* _Excerpt_:
During a recent house move I discovered an old notebook with metrics from when I was in the role of a Data Warehouse Project Manager and used to estimate data delivery projects. For the delivery a single data mart with supporting Reports and Dashboards, with 6-8 dimensions and a handful of measures or facts, the delivery cost was approximately $200K AUD per data initiative and it needed a delivery team of 8-10 resources over a duration of roughly 12 weeks.
In this example we used more traditional methods of data delivery. We used an ETL approach for all data movement (in this case DataStage) and an agile, iterative methodology for development and deployment. The data would move from the source system to a staging area (making it easy to reconcile the data being captured), then the data would move to an ODS or Operational Data Store (to service the business from an operational reporting perspective), then the data was modelled and moved to the EDW or Enterprise Data Warehouse (for historical storage and time-series analysis), then the data was moved into subject matter specific data models (quite often star-schema designs) and then finally multi-dimensional cubes (used for more in-depth analysis and reporting).
With each movement and modelling of data for each layer of the data architecture, required a data pipeline to be built and maintained. With every movement of data, there was a potential point of failure. With every movement of data, you reduced the ability to deliver the data in real-time. With every movement of data, you have costs associated with replication of data and increased storage requirements.
While some of these more traditional methods of data delivery are still viable in some cases, I wonder why we are not doing things differently. There is data everywhere and we continue to replicate it – even now to the cloud. It really is time to be smarter about how we manage data and how it is exposed to the data consumers. We need to have a more modern approach to engineering data. We need a smarter way to integrate data and we also need to be smarter about how we service the business from a data perspective and stop having the IT department as a bottleneck.
The good news is that there is an alternate approach and that is to include a logical layer in your data architecture so that you can deliver faster. You can hide the messiness or complexities of the underlying data ecosystem. Why replicate data when you can access the data virtually instead?
Data Virtualization provides a logical data fabric layer across your enterprise data assets, providing easy governance and control. Data Virtualization does not move the data from one place to another; it creates select, real-time views of the source data, on an as-needed basis, while leaving the source data exactly where it is, minimizing data movement and maximizing query performance.

* _Dataset_:
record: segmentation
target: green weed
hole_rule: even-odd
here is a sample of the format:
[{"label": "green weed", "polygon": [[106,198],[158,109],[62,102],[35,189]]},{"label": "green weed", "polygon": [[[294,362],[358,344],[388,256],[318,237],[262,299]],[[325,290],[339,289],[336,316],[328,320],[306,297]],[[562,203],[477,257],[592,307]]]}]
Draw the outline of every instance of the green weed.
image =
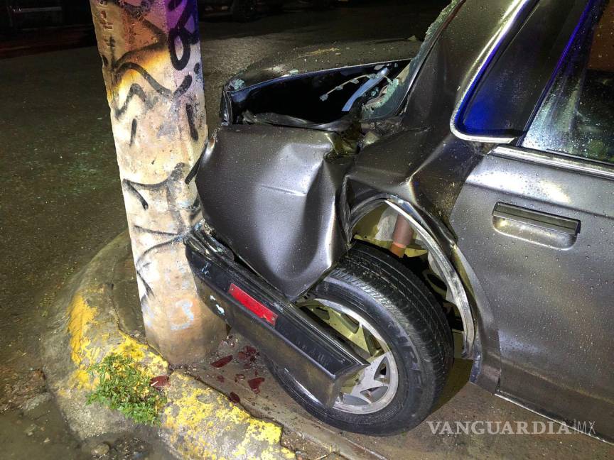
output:
[{"label": "green weed", "polygon": [[157,425],[166,398],[151,386],[145,369],[129,356],[111,353],[90,368],[99,379],[87,396],[87,404],[98,402],[119,410],[138,423]]}]

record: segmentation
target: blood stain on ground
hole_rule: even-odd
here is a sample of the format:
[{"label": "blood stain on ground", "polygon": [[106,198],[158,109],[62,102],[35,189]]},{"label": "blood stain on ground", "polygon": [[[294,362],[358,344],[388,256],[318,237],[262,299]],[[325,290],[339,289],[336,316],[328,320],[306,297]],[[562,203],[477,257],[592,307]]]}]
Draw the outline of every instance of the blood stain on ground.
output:
[{"label": "blood stain on ground", "polygon": [[231,391],[230,394],[228,395],[228,399],[235,404],[239,404],[241,402],[241,398],[239,398],[239,395],[235,393],[234,391]]},{"label": "blood stain on ground", "polygon": [[228,355],[227,356],[220,358],[217,361],[213,361],[212,363],[211,363],[211,366],[215,368],[224,367],[231,361],[232,361],[232,355]]},{"label": "blood stain on ground", "polygon": [[250,378],[247,380],[247,384],[254,393],[260,393],[260,385],[264,381],[263,377],[257,377],[256,378]]}]

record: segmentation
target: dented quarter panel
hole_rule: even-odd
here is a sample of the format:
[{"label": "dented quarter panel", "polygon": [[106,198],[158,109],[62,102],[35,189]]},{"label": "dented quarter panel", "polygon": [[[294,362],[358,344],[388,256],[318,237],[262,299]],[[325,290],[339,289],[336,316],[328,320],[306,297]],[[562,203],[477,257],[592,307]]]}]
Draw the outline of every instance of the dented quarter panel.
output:
[{"label": "dented quarter panel", "polygon": [[323,70],[411,59],[420,45],[421,42],[406,39],[370,40],[294,48],[252,64],[235,75],[227,88],[236,91]]}]

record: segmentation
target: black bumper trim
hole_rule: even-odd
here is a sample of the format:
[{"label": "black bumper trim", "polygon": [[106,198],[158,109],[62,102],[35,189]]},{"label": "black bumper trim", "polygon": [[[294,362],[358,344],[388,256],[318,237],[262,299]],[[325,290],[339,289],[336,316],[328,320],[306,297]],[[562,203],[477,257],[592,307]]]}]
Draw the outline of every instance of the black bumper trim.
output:
[{"label": "black bumper trim", "polygon": [[[201,226],[196,226],[184,241],[197,288],[209,308],[315,398],[332,407],[343,382],[368,363],[235,262],[232,251]],[[274,327],[228,294],[232,283],[277,315]]]}]

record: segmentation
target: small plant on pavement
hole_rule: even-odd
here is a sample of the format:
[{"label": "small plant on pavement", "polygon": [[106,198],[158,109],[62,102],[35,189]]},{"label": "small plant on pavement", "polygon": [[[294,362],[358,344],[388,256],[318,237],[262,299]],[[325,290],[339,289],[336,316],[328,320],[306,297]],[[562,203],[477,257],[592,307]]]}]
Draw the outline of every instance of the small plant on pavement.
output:
[{"label": "small plant on pavement", "polygon": [[151,385],[151,376],[131,358],[111,353],[90,371],[99,381],[88,395],[87,404],[106,405],[138,423],[158,423],[166,398]]}]

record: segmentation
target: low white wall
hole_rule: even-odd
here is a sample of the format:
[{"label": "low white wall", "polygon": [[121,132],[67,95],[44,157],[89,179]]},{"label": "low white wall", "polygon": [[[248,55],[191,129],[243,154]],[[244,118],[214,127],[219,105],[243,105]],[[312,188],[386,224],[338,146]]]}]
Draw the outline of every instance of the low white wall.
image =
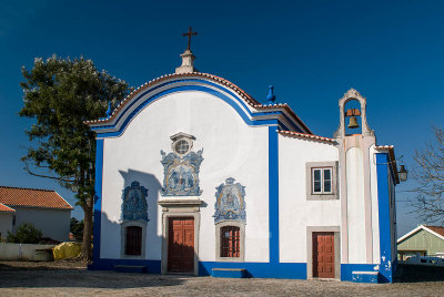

* _Problems to work on_:
A - Answer these questions about the data delivery text:
(i) What tool was used for the ETL data movement?
(ii) What was the approximate delivery cost per data initiative?
(iii) What does Data Virtualization create instead of moving the data?
B - Reproduce word for word the part of the data delivery text that opens with the words containing "While some of" and closes with "data virtually instead?".

* _Written answers_:
A -
(i) DataStage
(ii) Approximately $200K AUD
(iii) Select, real-time views of the source data, on an as-needed basis

B -
While some of these more traditional methods of data delivery are still viable in some cases, I wonder why we are not doing things differently. There is data everywhere and we continue to replicate it – even now to the cloud. It really is time to be smarter about how we manage data and how it is exposed to the data consumers. We need to have a more modern approach to engineering data. We need a smarter way to integrate data and we also need to be smarter about how we service the business from a data perspective and stop having the IT department as a bottleneck.
The good news is that there is an alternate approach and that is to include a logical layer in your data architecture so that you can deliver faster. You can hide the messiness or complexities of the underlying data ecosystem. Why replicate data when you can access the data virtually instead?